Tâches demandées:
(1) Pour chacune des affirmations suivantes, indiquez par oui ou par non si elle concorde avec le texte sur le chemin de la foi. Citez à l'identique les mots du texte qui tranchent. (a) Le récit d'aujourd'hui est présenté comme une deuxième version du chemin d'Emmaüs. (b) Le chemin de la foi y est comparé à un ruisseau qui coule paisiblement. (c) À l'apparition de Jésus, les disciples furent remplis de joie.
(2) Énumérez tout ce que le chemin de la foi comporte nécessairement, selon le texte sur le chemin de la foi.
(3) Reprenez le texte sur le chemin de la foi à la suite de sa dernière phrase.

Extrait à lire:
La suite du récit corrige rapidement l’impression illusoire que l’on risque d’avoir d’une foi idéale et parfaite des disciples, de l’Église, de chacun.e de nous. Il me semble que le texte d’aujourd’hui, quoiqu’il fasse suite au récit des disciples d’Emmaüs, n’est autre qu’une deuxième version, une répétition du chemin d’Emmaüs. Jésus apparait aux disciples qui, surpris, furent saisis de frayeur; nous assistons encore une fois à la même difficulté de croire, de saisir, de reconnaitre le Ressuscité, d’oser accueillir et s’approprier la folie de la Croix, de la mort et la Joie infaillible de la résurrection. Ce récit est fondamental pour le cheminement spirituel de chacun.e de nous, il universalise l’expérience des disciples d’Emmaüs et nous invite à reconnaitre notre propre chemin d’Emmaüs, notre rencontre personnelle avec le Ressuscité. Avouons-le, le chemin de la foi n’est pas de tout repos, il n’est pas un ruisseau qui coule paisiblement, bien au contraire, il connait des marées hautes et des marées basses. Il comporte nécessairement des pannes, des obscurités, des sursauts, des éclaircis, des peurs, des doutes, des craintes, des perplexités et par moments, comme les apôtres, il nous semble que notre foi est irréelle. L’apparition de Jésus à des moments inattendus de notre vie nous effraie et nous essayons désespérément de fuir la réalité. « Saisis de frayeur et de crainte, ils croyaient voir un esprit », le mystère de la Présence de Dieu dans nos vies est difficile à saisir et à croire.
« La paix soit avec vous ! » La Paix est l’onction de Sa Résurrection, le baume qu’Il va poser sur nos cœurs, lors de notre rencontre avec Lui. Nous sommes appelés à laisser Jésus transformer nos blessures et nos faux systèmes relationnels et réactionnels, en paix et en joie profondes, fruits de Sa résurrection et dons de l’Esprit; à accueillir Sa Paix et à se laisser transformer, afin de naitre de cette Paix au cœur de l’humanité pour y communier de la plénitude de Sa Présence. Osons déposer la Paix du Seigneur au cœur de notre monde souffrant, effondré par tant de violences, de guerres, d’atrocités et d’injustices car seule cette Paix saura remettre l’humain debout dans un monde désenchanté par son histoire et ses expériences dramatiques.

Données fournies:
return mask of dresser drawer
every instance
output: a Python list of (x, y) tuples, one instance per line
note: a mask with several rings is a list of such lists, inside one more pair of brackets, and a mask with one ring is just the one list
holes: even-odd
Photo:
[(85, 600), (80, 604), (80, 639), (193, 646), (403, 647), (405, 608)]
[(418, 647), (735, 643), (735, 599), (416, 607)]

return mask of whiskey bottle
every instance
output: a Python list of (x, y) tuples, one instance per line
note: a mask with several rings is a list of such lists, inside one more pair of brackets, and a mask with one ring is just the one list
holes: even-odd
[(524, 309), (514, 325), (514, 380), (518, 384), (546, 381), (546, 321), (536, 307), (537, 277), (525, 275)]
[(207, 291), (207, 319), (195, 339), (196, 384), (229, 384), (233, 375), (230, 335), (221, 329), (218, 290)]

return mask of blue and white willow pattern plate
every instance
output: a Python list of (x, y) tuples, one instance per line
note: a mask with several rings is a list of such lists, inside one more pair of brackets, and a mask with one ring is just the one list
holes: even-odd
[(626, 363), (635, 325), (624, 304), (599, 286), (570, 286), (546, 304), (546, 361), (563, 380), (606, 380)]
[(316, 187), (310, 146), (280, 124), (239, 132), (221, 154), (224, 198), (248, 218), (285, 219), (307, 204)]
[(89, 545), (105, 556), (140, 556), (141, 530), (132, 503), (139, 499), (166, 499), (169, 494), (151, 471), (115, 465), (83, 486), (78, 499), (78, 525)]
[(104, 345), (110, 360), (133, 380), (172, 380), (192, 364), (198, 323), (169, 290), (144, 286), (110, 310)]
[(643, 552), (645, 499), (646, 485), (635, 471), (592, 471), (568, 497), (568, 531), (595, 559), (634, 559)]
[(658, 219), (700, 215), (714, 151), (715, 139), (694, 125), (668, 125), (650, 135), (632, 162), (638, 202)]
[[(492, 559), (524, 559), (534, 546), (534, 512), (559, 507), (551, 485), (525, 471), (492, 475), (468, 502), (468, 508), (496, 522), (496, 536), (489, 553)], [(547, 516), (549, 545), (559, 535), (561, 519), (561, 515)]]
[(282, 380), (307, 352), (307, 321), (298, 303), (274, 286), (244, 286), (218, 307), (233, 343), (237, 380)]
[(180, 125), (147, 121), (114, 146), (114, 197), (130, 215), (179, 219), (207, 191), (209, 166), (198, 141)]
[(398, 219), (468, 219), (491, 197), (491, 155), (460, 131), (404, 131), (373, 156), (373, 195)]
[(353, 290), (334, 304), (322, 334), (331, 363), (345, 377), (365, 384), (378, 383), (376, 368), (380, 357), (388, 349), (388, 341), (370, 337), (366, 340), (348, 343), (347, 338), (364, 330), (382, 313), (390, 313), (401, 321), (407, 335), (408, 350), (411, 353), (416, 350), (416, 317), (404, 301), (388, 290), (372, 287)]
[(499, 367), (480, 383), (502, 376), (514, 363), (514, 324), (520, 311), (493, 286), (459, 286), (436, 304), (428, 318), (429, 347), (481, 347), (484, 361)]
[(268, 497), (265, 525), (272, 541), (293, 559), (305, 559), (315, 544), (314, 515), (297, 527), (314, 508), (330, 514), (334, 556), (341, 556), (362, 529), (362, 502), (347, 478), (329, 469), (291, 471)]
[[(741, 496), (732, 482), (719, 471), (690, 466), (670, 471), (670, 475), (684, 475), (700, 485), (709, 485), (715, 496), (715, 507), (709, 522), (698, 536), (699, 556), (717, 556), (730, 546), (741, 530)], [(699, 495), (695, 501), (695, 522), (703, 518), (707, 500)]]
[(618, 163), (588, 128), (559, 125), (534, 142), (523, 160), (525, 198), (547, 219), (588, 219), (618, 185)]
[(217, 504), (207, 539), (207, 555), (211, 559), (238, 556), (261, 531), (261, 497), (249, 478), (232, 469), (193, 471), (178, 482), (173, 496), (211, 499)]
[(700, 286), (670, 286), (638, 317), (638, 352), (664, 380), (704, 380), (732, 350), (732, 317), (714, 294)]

Réponses aux tâches:
(1)
(a) Oui : « n’est autre qu’une deuxième version, une répétition du chemin d’Emmaüs ».
(b) Non : « il n’est pas un ruisseau qui coule paisiblement ».
(c) Non : « surpris, furent saisis de frayeur ».

(2) des pannes, des obscurités, des sursauts, des éclaircis, des peurs, des doutes, des craintes, des perplexités

(3)
« Pourquoi êtes-vous bouleversés ? […]c’est bien moi ! Touchez-moi, regardez », il est formidable de constater, et nous en sommes les premiers(ères) témoins en accompagnement spirituel, comment Jésus personnalise Ses rencontres avec chacun.e de nous, comment Dieu se manifeste à nous d’une manière très incarnée, dans nos coins d’ombre et au milieu de nos ténèbres, justement là où la vie manque. Il nous faut se désapprendre de tous nos savoirs et de toutes nos connaissances sur Dieu afin de réapprendre, comme des enfants dont les sens sont encore en éveil, à toucher, à regarder, à voir, à sentir, à écouter et à éprouver Sa Présence dans le quotidien ordinaire de notre vie, en toute chose surtout dans nos évènements blessants et blessés, dans notre histoire souffrante et dans nos moments les plus obscurs. Lorsque la vie nous trahit, nous blesse, nous désenchante, nous devons apprendre à tendre nos mains tremblantes et fragiles pour aller toucher les plaies du Christ, même si notre foi est bouleversée et craintive.
Comme les apôtres, faisons notre chemin d’Emmaüs, osons cette rencontre personnelle et personnifiée avec le Ressuscité.
Passons d’une foi d’appartenance, d’une foi de faire à une foi de rencontre, d’expérience, de relation, de bouleversement et de dépouillement.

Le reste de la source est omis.